▶ [EXCERPTED PASSAGE]
-- begin --

Claims
- 1. A method for creating analyzing data in a computer-implemented data mining system, comprising:
(a) accessing data from a database in the computer-implemented data mining system; and (b) performing an Expectation-Maximization (EM) algorithm in the computer-implemented data mining system to create the Gaussian Mixture Model for the accessed data, wherein the EM algorithm generates an output that describes clustering in the data by computing a mixture of probability distributions fitted to the accessed data.
- 2. The method of claim 1, wherein the EM algorithm is performed iteratively to successively improve a solution for the Gaussian Mixture Model.
- 3. The method of claim 2, wherein the EM algorithm terminates when the solution becomes stable.
- 4. The method of claim 2, wherein the solution is measured by a statistical quantity.
- 5. The method of claim 2, wherein the EM algorithm begins with an approximation to the solution.
- 6. The method of claim 2, wherein the EM algorithm uses a log ratio of likelihood to determine whether the solution has improved.
- 7. The method of claim 1, wherein the EM algorithm skips variables in the accessed data whose covariance is null and rescales the data's dimensionality accordingly.
- 8. The method of claim 1, wherein the EM algorithm uses a reciprocal of a Mahalanobis distances to approximate responsibilities in the accessed data.
- 9. The method of claim 1, wherein the EM algorithm generates random numbers from a uniform (0,1) distribution for a means for the accessed data.
- 10. The method of claim 1, wherein the EM algorithm calculates a log-liklihood of the accessed data.

-- end --

▶ [MATERIALS PROVIDED]
-- begin --

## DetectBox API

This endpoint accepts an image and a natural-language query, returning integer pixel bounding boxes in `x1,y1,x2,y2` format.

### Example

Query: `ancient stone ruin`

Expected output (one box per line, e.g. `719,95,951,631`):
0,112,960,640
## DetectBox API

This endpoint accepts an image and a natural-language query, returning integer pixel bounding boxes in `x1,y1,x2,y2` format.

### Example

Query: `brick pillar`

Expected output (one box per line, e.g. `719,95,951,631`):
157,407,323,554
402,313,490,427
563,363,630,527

-- end --
-- begin --

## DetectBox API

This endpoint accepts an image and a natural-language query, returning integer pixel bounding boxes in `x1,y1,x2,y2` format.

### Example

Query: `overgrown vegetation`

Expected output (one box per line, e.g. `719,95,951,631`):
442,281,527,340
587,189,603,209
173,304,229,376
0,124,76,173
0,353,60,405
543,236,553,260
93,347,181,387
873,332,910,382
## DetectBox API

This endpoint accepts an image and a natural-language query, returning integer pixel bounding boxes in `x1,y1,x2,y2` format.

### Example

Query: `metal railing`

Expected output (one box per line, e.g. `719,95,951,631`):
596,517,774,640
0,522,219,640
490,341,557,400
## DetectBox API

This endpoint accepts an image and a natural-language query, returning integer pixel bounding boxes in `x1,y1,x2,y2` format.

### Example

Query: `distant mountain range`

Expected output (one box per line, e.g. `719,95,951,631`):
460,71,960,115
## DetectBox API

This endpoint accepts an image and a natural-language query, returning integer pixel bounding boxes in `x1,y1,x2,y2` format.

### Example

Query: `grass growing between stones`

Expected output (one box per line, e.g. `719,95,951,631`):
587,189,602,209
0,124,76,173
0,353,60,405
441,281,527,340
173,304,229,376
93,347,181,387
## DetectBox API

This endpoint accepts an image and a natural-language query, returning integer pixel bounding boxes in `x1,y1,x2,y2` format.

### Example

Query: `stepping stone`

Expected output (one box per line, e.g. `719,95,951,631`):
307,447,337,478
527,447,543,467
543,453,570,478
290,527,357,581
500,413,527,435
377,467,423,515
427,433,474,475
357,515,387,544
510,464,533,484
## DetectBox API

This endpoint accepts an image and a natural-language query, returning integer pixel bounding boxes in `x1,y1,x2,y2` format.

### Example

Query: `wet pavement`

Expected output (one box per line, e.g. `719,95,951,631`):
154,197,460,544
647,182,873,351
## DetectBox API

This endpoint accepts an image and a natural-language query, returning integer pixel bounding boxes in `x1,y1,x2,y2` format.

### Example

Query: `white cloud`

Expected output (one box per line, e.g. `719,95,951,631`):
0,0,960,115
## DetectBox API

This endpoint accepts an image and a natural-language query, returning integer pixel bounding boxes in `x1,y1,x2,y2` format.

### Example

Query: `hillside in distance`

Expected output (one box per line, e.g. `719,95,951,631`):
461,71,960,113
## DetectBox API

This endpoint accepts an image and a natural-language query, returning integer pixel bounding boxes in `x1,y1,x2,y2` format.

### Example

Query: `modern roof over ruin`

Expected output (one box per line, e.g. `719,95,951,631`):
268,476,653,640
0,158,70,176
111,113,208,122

-- end --

▶ [WHAT TO DO]
(a) In the patent claims, what does the EM algorithm use to determine whether the solution has improved?
(b) Pull out each line in the records that contains the string "ruin".

▶ [SOLUTIONS FOR EACH TASK]
(a) A log ratio of likelihood.

(b)
Query: `ancient stone ruin`
Query: `modern roof over ruin`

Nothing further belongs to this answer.